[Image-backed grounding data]
:::::

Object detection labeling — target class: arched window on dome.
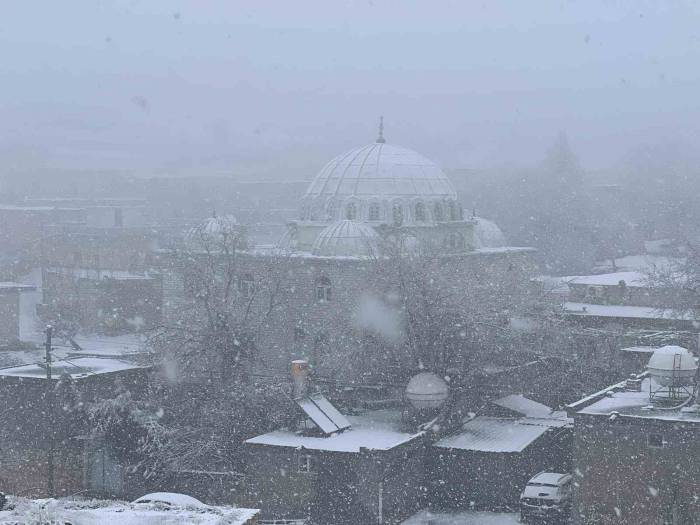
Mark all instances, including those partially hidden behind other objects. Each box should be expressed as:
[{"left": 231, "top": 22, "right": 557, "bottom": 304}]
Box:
[
  {"left": 392, "top": 203, "right": 404, "bottom": 226},
  {"left": 345, "top": 202, "right": 358, "bottom": 220},
  {"left": 238, "top": 273, "right": 256, "bottom": 298},
  {"left": 433, "top": 202, "right": 445, "bottom": 222},
  {"left": 315, "top": 276, "right": 332, "bottom": 302},
  {"left": 414, "top": 201, "right": 426, "bottom": 222},
  {"left": 448, "top": 201, "right": 460, "bottom": 221},
  {"left": 326, "top": 201, "right": 337, "bottom": 221},
  {"left": 368, "top": 202, "right": 381, "bottom": 221}
]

:::::

Brief:
A faithful copy of every entry is needed, omitting each image.

Answer to the exercise:
Object detection labeling — target class: arched window on dome.
Mark all instances, including those partially hidden behind other objects. Each box should be expressed as:
[{"left": 231, "top": 22, "right": 557, "bottom": 304}]
Box:
[
  {"left": 392, "top": 203, "right": 404, "bottom": 226},
  {"left": 345, "top": 202, "right": 358, "bottom": 220},
  {"left": 238, "top": 273, "right": 256, "bottom": 298},
  {"left": 433, "top": 202, "right": 445, "bottom": 222},
  {"left": 315, "top": 276, "right": 332, "bottom": 302},
  {"left": 414, "top": 201, "right": 426, "bottom": 222},
  {"left": 448, "top": 201, "right": 460, "bottom": 221},
  {"left": 326, "top": 201, "right": 337, "bottom": 221},
  {"left": 368, "top": 202, "right": 381, "bottom": 221}
]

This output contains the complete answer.